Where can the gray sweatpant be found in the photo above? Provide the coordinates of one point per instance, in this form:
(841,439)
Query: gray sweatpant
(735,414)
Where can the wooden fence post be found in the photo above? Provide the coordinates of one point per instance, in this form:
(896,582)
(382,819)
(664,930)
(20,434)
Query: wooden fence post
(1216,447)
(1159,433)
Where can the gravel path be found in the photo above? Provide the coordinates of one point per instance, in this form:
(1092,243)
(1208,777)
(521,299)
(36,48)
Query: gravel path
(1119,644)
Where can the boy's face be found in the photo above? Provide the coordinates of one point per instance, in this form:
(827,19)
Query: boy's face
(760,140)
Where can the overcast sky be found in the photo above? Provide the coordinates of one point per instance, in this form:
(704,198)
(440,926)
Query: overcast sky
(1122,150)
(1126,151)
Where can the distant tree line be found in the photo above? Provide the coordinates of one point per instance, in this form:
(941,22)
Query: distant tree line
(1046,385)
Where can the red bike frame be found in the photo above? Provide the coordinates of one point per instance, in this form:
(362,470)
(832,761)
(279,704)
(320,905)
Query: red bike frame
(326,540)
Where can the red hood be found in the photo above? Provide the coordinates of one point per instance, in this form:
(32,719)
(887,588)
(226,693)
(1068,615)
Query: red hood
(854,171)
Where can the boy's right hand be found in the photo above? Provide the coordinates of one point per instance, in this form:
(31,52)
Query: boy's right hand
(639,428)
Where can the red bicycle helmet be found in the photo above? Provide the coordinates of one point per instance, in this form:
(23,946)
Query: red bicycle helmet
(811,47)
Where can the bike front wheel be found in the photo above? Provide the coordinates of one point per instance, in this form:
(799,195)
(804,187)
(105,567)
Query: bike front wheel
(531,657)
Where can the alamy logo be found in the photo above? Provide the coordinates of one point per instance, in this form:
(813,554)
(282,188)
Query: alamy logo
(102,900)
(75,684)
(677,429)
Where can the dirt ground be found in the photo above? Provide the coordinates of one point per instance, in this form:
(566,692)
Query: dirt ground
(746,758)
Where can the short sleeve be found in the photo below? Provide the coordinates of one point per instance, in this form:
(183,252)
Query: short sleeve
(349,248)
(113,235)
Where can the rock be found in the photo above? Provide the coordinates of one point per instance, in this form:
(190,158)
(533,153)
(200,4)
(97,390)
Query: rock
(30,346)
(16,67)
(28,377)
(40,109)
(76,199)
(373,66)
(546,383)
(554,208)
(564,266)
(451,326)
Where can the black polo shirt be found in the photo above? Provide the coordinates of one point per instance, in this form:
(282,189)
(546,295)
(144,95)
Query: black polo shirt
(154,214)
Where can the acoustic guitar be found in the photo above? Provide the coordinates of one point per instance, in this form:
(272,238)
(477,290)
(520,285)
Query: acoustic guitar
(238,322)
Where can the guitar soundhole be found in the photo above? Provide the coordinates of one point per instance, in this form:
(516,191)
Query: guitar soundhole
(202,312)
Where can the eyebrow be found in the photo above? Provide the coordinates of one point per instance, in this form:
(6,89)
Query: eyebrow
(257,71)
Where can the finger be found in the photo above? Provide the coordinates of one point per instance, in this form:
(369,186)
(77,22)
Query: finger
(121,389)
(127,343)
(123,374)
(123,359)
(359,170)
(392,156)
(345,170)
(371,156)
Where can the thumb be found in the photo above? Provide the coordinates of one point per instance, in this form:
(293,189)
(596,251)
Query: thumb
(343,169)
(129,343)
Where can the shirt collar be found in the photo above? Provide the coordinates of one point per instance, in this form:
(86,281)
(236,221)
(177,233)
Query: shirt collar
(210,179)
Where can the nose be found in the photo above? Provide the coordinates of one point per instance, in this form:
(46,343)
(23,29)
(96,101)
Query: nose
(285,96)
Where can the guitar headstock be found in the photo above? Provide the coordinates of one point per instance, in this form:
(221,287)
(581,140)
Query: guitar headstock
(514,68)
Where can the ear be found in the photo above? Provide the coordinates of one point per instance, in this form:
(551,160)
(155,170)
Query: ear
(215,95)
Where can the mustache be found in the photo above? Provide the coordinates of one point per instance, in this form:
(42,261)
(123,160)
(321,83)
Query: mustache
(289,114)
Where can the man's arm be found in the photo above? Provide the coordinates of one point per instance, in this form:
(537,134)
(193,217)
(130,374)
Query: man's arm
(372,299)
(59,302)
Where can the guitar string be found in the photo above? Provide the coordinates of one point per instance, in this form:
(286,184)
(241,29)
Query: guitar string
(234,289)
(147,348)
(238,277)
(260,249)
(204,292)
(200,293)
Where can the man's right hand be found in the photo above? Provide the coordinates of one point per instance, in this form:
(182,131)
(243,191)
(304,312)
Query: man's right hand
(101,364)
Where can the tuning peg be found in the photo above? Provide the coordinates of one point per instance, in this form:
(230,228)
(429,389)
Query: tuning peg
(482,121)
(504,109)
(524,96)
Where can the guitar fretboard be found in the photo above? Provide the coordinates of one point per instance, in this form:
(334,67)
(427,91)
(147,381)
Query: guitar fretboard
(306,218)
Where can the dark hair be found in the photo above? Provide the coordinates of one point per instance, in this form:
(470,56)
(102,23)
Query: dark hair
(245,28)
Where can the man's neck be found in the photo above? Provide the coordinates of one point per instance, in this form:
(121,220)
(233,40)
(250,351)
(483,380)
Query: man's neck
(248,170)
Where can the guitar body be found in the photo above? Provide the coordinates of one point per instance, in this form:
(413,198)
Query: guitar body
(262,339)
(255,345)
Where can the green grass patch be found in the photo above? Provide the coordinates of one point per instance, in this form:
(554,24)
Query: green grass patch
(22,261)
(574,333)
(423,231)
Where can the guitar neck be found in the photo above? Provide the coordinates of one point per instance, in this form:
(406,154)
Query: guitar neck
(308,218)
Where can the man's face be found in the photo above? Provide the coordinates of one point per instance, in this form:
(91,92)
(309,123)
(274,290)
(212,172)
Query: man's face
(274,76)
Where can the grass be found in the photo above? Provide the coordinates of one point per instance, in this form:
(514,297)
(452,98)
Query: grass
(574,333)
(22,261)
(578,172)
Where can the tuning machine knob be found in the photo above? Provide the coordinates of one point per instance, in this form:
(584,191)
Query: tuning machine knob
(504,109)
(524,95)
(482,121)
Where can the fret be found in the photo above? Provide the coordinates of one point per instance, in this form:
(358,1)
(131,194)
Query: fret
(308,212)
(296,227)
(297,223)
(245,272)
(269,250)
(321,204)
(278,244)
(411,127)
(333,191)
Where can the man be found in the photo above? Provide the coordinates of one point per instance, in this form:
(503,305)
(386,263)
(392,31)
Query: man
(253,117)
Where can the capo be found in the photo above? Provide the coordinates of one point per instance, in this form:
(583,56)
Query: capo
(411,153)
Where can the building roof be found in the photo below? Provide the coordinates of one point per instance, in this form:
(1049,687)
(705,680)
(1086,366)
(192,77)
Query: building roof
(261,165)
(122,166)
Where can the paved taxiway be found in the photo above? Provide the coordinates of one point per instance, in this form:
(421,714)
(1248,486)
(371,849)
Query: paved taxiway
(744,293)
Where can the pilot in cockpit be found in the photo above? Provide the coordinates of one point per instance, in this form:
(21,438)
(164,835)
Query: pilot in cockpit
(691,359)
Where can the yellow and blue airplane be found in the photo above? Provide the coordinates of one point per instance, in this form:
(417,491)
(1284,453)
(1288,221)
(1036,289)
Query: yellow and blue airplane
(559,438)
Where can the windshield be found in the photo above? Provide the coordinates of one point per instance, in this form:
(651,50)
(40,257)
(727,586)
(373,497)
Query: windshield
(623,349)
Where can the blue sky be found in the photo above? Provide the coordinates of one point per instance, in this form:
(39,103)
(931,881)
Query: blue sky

§

▶ [THE TASK]: Without leaving anything out, give the entries again exactly.

▶ [EXERCISE ANSWER]:
Where can the gray sweatpant be found in the photo above? Provide the coordinates of one point per instance, in this form:
(841,439)
Query: gray sweatpant
(735,414)
Where can the wooden fence post be found in the photo above? Provide the coordinates of one point per instance, in this form:
(896,582)
(382,819)
(664,930)
(20,434)
Query: wooden fence post
(1216,447)
(1159,433)
Where can the gravel path be found in the photo above? Provide the coordinates of one point per instance, in this form:
(1092,243)
(1208,777)
(521,299)
(36,48)
Query: gravel path
(1119,644)
Where can the boy's face be found in the photo above? Provide the coordinates of one point per instance, in this form:
(827,19)
Query: boy's face
(760,140)
Where can the overcast sky be found in the photo above? Provide the coordinates of one point per instance, in this form:
(704,198)
(440,926)
Query: overcast sky
(1122,150)
(1126,151)
Where can the distant tree line be found in the photo above? Provide the coordinates of one point per instance, in this form:
(941,22)
Query: distant tree line
(1046,385)
Where can the red bike frame be found in the photo above? Provide the coordinates of one point per instance, in this form:
(362,470)
(832,761)
(279,704)
(320,905)
Query: red bike frame
(326,540)
Where can the red hood be found in the photo above? Provide the coordinates of one point per instance, in this form:
(32,719)
(887,588)
(226,693)
(1068,615)
Query: red hood
(854,171)
Where can the boy's right hand be found in the photo above? Provide the coordinates of one point per instance, in this form:
(31,52)
Query: boy's right hand
(639,428)
Where can the red bicycle helmet be found in the photo above? Provide the coordinates of one point per instance, in this form:
(23,946)
Query: red bicycle helmet
(811,47)
Where can the bike front wheel be found in the photo above? Provide the coordinates of one point per instance, in this form:
(799,195)
(804,187)
(105,567)
Query: bike front wheel
(531,657)
Where can the alamy logo be found in the photo above? Provide the coordinates of one point per instance, in this form:
(813,554)
(282,188)
Query: alamy logo
(102,900)
(75,684)
(677,429)
Where can the dirt ground be found in the photo above? Provide the coordinates of one point per instance, in this form:
(566,692)
Query: dirt ground
(746,758)
Where can the short sleeve be found in the photo below? Provide the coordinates of one point per instance, in this form:
(183,252)
Query: short sleeve
(349,248)
(113,235)
Where can the rock be found in the photo above? Provide the coordinates of one point per instance, in this form:
(190,158)
(533,153)
(200,4)
(97,390)
Query: rock
(30,346)
(16,67)
(28,377)
(40,109)
(76,199)
(373,66)
(546,383)
(554,208)
(564,266)
(451,326)
Where can the black polo shirt be found in the photo above? Provide the coordinates of one point per instance, in this form:
(282,189)
(546,295)
(144,95)
Query: black polo shirt
(154,214)
Where can the acoustic guitar be found in the photo above? Provide the coordinates of one point per instance, in this form:
(272,238)
(477,290)
(520,285)
Query: acoustic guitar
(238,322)
Where can the guitar soundhole be found in the photo above? Provide the coordinates of one point per instance, in this form:
(516,191)
Query: guitar soundhole
(202,312)
Where can the eyebrow be found in the photo above? Provide the coordinates of one point per instance, in this form:
(6,89)
Query: eyebrow
(257,71)
Where can the finger be found in the photo above? Provide the coordinates of one point per instance, in this form:
(369,186)
(77,22)
Query: finger
(121,389)
(127,343)
(123,374)
(123,359)
(359,170)
(392,156)
(345,170)
(371,156)
Where can the thumb be found in the photo above? Provide the coordinates of one point per instance, in this form:
(293,189)
(596,251)
Query: thumb
(343,169)
(129,343)
Where can the shirt collar be found in the photo above? Provide the coordinates of one point per instance, in this form:
(86,281)
(236,221)
(177,233)
Query: shirt collar
(210,179)
Where can the nose be found in the photo above? Provide the coordinates of one point per instance, in this form:
(46,343)
(23,29)
(96,101)
Query: nose
(285,96)
Where can the guitar headstock be found in the photo above? Provide the coordinates of one point per instance, in this form:
(221,287)
(581,140)
Query: guitar headstock
(514,68)
Where can the ear be found in the photo above? Provide the coordinates of one point per instance, in this form:
(551,160)
(155,170)
Query: ear
(215,95)
Where can the mustache be found in the photo above? Provide the coordinates of one point per instance, in this form:
(42,261)
(123,160)
(321,83)
Query: mustache
(289,114)
Where can the man's arm be found in the photo above? Provide the coordinates of one point per instance, in this form:
(537,134)
(193,217)
(130,374)
Query: man's arm
(372,299)
(59,302)
Where can the guitar string be found in the photo above? Provide the coordinates of one point per instance, in this form:
(286,184)
(241,29)
Query: guitar string
(234,289)
(147,348)
(238,277)
(260,249)
(204,292)
(200,293)
Where can the man's right hand be found in the photo above? Provide the coordinates of one point per instance, in this form:
(182,131)
(243,191)
(304,312)
Query: man's right hand
(101,364)
Where can the tuning peg be found in the photo above? Provide the coordinates of one point per instance, in this form:
(230,228)
(429,389)
Query: tuning peg
(482,121)
(504,109)
(524,96)
Where can the guitar fretboard be found in the photo above? Provide the coordinates of one point per instance, in this form:
(334,67)
(427,91)
(147,381)
Query: guitar fretboard
(306,218)
Where can the dark hair be found in the photo above? Provide the coordinates of one point per instance, in this form:
(470,56)
(102,23)
Query: dark hair
(245,28)
Where can the man's neck be found in the photo above? Provide the coordinates of one point per instance, in this form:
(121,220)
(233,40)
(250,351)
(483,380)
Query: man's neck
(248,170)
Where can the guitar body be found in the photo above? Provide the coordinates of one point per instance, in this form:
(413,198)
Query: guitar body
(262,339)
(255,345)
Where can the green grass patch be found in the photo above? Provide the coordinates of one point per instance, in this form:
(554,24)
Query: green grass patch
(22,261)
(574,333)
(423,231)
Where can the guitar neck be found in the photo above? Provide the coordinates of one point per instance, in this form:
(406,154)
Query: guitar neck
(308,218)
Where can the man's face be found in the photo above? Provide the coordinates of one point per instance, in this form:
(91,92)
(309,123)
(274,290)
(212,172)
Query: man's face
(274,76)
Where can the grass be found in the photo above? Provide the coordinates of one point per instance, in this form:
(514,297)
(452,98)
Query: grass
(574,333)
(22,261)
(578,172)
Where can the tuning machine knob be found in the photo above? Provide the coordinates of one point per instance, in this form:
(584,191)
Query: tuning machine knob
(504,109)
(524,95)
(482,121)
Where can the fret be found in the photo above? Provide the coordinates of one point per instance, in this form:
(358,1)
(131,194)
Query: fret
(308,212)
(296,227)
(297,223)
(245,272)
(269,250)
(321,204)
(278,244)
(411,127)
(333,191)
Where can the man be found in the photo above? Provide the coordinates of one point per instance, in this form:
(503,305)
(386,263)
(392,31)
Query: man
(253,117)
Where can the capo be found in the photo above? Provide the coordinates of one point per instance, in this form:
(583,56)
Query: capo
(411,153)
Where can the building roof be found in the photo below? Provide the coordinates of one point per instance, in this form:
(1049,687)
(705,680)
(1086,366)
(192,77)
Query: building roof
(261,165)
(122,166)
Where can the paved taxiway be found in the photo above? Provide the coordinates of one point per instance, in this form:
(421,714)
(1248,486)
(371,849)
Query: paved taxiway
(744,293)
Where can the pilot in cockpit be found in the photo above? Provide the coordinates of one point per instance, in this form:
(21,438)
(164,835)
Query: pilot in cockpit
(691,359)
Where can the yellow and blue airplane be found in the photo above? Provide the coordinates of one point per instance, in this form:
(417,491)
(1284,453)
(1288,221)
(1036,289)
Query: yellow and blue airplane
(559,438)
Where can the windshield be found in the photo above? Provide the coordinates of one point per instance, in this form:
(651,50)
(40,257)
(727,586)
(373,497)
Query: windshield
(623,349)
Where can the blue sky be found in the photo above? Provide the coordinates of one point per instance, in this form:
(39,103)
(931,881)
Query: blue sky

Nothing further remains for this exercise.